____ DATA SHOWN
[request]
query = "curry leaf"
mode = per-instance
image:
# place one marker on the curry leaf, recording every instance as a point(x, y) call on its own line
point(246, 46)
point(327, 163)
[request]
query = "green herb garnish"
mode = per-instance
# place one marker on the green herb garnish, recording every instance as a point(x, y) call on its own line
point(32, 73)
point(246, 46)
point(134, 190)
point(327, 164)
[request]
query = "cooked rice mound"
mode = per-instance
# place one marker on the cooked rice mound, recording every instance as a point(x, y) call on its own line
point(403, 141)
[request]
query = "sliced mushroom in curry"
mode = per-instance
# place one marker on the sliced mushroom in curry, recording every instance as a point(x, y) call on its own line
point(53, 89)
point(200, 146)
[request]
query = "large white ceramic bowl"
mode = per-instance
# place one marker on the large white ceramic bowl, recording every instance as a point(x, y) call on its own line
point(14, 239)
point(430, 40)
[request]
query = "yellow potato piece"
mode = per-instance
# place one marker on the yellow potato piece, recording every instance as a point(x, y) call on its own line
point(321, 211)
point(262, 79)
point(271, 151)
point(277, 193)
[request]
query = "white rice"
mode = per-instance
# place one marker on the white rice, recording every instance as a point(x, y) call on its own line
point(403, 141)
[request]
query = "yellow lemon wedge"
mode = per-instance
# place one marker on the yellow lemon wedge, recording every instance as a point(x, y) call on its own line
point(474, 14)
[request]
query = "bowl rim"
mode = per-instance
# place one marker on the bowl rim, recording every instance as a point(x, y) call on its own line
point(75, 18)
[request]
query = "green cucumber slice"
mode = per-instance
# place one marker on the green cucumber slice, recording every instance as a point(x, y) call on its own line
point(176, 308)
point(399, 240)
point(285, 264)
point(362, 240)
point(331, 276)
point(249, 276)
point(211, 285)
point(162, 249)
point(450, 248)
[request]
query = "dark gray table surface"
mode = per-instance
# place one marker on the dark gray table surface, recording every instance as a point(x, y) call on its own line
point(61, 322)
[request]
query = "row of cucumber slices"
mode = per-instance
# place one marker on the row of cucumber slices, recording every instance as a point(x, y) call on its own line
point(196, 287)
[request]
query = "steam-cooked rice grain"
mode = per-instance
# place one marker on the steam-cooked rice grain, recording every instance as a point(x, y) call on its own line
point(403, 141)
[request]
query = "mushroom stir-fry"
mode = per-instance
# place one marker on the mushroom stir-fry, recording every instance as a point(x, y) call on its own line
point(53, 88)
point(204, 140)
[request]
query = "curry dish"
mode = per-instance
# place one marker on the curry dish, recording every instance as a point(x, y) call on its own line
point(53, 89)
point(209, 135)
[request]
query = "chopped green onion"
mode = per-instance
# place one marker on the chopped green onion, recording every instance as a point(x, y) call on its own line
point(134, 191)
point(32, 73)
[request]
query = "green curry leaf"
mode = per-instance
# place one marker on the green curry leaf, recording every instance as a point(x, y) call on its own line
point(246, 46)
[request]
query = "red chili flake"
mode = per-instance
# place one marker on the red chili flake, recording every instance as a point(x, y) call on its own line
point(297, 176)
________
____ DATA SHOWN
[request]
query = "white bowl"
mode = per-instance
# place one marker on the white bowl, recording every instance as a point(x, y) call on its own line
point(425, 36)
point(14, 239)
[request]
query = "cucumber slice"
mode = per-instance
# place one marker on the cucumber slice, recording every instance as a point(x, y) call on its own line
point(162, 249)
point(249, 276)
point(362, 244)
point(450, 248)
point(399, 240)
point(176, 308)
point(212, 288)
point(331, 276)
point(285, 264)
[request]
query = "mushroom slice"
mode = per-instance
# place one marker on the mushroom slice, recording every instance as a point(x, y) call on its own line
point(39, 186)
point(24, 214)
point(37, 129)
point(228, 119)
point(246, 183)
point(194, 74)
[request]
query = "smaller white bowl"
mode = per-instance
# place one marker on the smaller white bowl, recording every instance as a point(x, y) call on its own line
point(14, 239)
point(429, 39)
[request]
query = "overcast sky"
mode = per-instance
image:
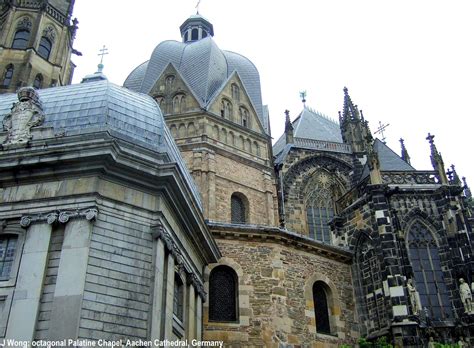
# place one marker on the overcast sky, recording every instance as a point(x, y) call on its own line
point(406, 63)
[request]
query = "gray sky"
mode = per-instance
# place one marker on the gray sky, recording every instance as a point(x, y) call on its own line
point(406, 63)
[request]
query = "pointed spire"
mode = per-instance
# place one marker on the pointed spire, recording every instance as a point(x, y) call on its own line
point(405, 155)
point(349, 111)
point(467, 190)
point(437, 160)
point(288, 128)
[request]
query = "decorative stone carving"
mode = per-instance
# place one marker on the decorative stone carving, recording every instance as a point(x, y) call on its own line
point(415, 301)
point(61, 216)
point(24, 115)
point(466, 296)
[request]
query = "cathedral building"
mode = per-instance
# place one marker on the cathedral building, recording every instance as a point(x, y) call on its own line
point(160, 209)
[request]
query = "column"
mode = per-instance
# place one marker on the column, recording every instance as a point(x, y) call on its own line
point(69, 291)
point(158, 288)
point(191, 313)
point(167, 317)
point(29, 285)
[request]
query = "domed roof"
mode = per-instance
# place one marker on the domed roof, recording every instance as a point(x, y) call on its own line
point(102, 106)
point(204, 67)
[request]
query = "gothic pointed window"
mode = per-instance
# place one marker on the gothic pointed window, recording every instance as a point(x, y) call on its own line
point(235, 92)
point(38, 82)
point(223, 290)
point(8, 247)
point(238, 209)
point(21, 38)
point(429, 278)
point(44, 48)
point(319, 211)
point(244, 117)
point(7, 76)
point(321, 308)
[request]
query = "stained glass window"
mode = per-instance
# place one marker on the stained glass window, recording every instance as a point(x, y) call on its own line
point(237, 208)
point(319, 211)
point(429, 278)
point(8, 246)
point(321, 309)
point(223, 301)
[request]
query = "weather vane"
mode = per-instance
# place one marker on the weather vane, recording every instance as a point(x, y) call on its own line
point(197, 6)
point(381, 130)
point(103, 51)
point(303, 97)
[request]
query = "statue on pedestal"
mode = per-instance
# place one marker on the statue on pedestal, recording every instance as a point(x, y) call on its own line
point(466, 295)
________
____ DATA SHOWN
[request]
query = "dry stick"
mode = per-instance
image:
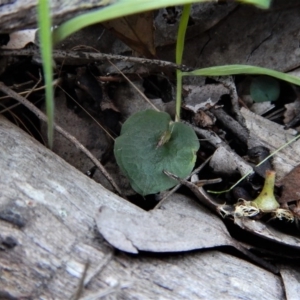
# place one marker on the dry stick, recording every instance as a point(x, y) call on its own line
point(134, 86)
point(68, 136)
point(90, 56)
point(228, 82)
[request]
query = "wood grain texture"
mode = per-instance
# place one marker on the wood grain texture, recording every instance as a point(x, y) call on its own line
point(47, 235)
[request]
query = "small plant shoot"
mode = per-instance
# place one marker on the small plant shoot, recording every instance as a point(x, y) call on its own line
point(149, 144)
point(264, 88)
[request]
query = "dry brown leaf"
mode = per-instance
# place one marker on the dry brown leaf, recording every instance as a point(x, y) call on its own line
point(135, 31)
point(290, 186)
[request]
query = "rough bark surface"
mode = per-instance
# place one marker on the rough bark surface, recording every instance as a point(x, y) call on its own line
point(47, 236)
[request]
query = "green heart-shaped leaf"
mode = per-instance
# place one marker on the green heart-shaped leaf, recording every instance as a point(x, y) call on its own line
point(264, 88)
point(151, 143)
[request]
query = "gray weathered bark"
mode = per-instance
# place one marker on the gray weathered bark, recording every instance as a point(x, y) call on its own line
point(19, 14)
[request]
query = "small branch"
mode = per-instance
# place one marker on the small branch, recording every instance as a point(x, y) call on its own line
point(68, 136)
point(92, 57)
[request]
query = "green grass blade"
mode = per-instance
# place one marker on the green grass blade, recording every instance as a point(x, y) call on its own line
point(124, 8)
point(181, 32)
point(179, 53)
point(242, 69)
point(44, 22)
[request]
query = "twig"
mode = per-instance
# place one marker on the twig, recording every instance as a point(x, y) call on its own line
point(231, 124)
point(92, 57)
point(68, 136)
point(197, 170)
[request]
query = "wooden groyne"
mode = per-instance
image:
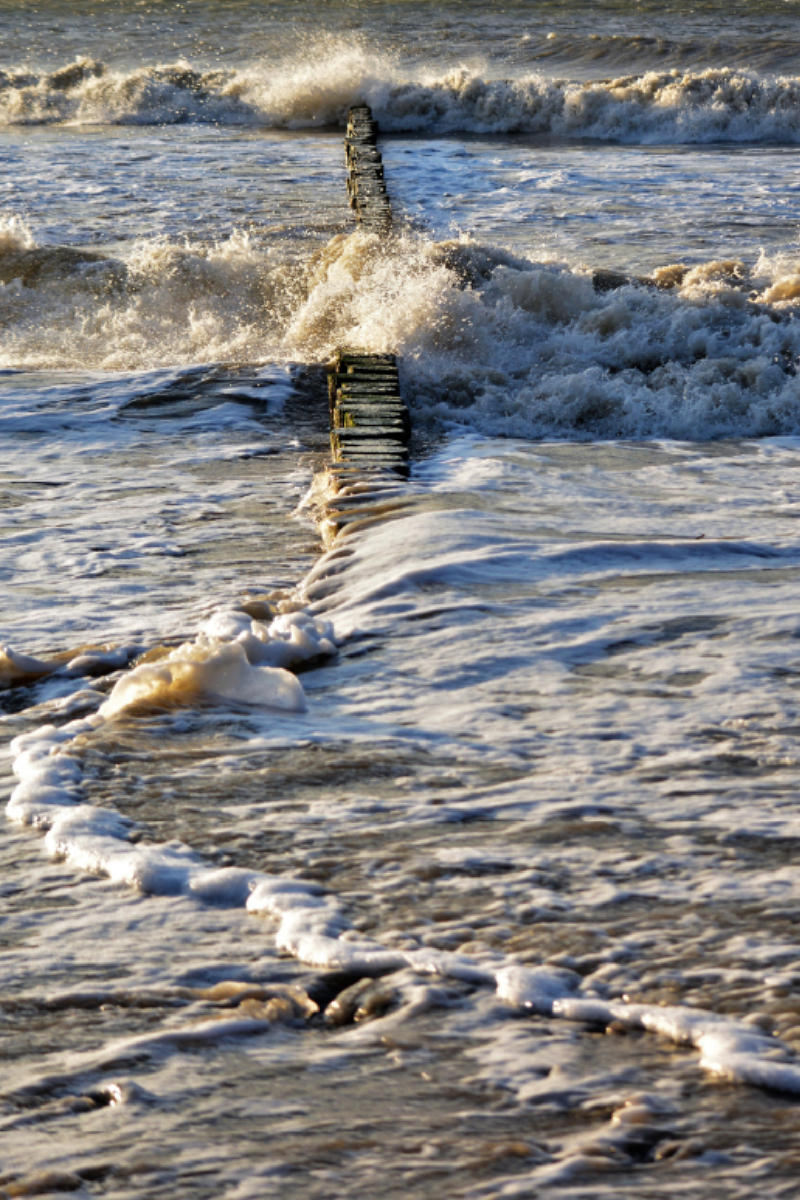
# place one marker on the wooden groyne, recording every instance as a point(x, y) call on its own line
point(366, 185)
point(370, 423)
________
Report how many lines of the records above contain the string "lemon". Give only the number.

- RESPONSE TO THIS TASK
2